Prompt: Update the data below by replacing "innermost point" with "central point" and leaving everything else unchanged. Omit the pictures from your answer.

** Start of Excerpted records **

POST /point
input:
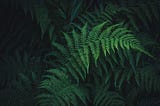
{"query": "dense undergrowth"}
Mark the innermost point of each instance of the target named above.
(79, 53)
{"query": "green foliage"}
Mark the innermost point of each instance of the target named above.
(79, 53)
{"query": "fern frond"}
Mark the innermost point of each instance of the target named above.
(111, 40)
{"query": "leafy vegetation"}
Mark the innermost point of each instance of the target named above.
(79, 53)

** End of Excerpted records **

Response:
POST /point
input:
{"query": "dense undergrowth"}
Mark the central point of each instance of the target named above.
(79, 53)
{"query": "green foliage"}
Mark the central point of each instance of the target named above.
(79, 53)
{"query": "fern frond"}
Mark the central point of each instance of the target named above.
(111, 40)
{"query": "leafy vegetation"}
Mark the central point of each instance of the target named above.
(79, 53)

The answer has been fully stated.